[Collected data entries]

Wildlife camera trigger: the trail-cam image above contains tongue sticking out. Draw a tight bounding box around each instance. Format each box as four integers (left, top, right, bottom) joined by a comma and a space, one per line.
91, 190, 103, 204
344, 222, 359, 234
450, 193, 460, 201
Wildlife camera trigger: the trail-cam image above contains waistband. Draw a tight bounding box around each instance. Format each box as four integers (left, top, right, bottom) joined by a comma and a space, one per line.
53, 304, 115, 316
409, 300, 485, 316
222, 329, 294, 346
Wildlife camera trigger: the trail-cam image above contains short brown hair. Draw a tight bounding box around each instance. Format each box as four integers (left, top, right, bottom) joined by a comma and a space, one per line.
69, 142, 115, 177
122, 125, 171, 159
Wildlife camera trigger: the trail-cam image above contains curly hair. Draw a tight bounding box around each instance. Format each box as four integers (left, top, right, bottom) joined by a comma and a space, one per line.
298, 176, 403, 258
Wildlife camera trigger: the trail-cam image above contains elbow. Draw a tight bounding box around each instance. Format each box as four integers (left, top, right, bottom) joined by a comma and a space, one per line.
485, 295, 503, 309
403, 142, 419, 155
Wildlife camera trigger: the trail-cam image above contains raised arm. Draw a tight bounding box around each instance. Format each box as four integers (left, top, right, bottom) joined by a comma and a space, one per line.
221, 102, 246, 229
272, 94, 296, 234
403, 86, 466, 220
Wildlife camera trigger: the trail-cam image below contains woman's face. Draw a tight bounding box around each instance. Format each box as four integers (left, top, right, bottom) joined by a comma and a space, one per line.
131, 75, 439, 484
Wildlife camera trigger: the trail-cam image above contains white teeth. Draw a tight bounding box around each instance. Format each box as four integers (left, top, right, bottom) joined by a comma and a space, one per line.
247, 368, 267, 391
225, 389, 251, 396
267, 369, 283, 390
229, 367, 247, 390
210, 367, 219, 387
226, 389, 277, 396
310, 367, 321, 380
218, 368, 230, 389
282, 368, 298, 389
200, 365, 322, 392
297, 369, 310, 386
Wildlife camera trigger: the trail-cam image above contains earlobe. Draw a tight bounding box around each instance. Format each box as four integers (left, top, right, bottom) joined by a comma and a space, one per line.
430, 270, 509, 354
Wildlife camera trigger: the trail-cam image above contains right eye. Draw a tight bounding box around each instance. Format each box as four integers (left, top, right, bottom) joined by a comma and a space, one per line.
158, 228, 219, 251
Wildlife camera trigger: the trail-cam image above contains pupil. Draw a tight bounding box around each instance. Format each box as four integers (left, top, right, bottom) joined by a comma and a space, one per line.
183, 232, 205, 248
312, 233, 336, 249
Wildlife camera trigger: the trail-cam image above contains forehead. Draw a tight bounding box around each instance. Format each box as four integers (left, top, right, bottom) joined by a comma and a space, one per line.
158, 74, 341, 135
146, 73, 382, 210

WHAT IS BEING ASKED. Starting at the line that contains "above contains raised", print every line through the last one of the records, exactly and with nothing else.

YOUR RESPONSE.
Wildlife camera trigger: the trail-cam image above contains raised arm. Draw a tight bounding box around each instance. Format each box as four integers (left, top, right, bottom) joined by a comma and a space, one per line.
221, 102, 246, 229
272, 94, 296, 234
403, 86, 466, 220
Wildlife camera trigger: the trail-cam image below contains woman's face. Draw a tight bounding box around each instance. Format each box as four integers (left, top, right, bottom) joined by a comma and a space, one per line.
131, 75, 439, 484
Wildlife camera trigger: the trail-cam image above contains white teeth. Draw a tight bounding box around each instance. Format each box as four integers (left, top, right, bottom) joined by a comma and a space, one per line.
247, 368, 267, 391
225, 389, 251, 396
267, 369, 283, 390
229, 367, 247, 390
210, 367, 219, 387
226, 389, 277, 396
310, 367, 321, 380
218, 368, 230, 389
282, 368, 298, 389
200, 365, 322, 392
297, 369, 310, 386
Wildlife camera trigger: the trail-cam image above contains earlobe. Draw a tight bounding box around each instance. Format each box as four integers (left, top, right, bottom) joined by a comma and a space, one per line.
430, 270, 509, 354
Wildlife camera trigger: the trail-cam image above contains right eye. Draw a tight bounding box around each instance. Format each box as four integers (left, top, right, bottom) joined by a comma and a space, one per line.
158, 228, 219, 251
Wildlife camera trigger: the trail-cam image above contains pupil. Draw a tight bounding box around each instance. Format each box as four integers (left, top, right, bottom) joined by a comma and a space, one per line.
183, 232, 205, 248
312, 233, 336, 249
Wildlife camera trigger: the trail-cam image above contains forehead. Draw a tight bounding box around each instance. Format each box as four integers (left, top, right, bottom) joined by a comma and a space, one per line.
158, 74, 341, 135
146, 73, 382, 210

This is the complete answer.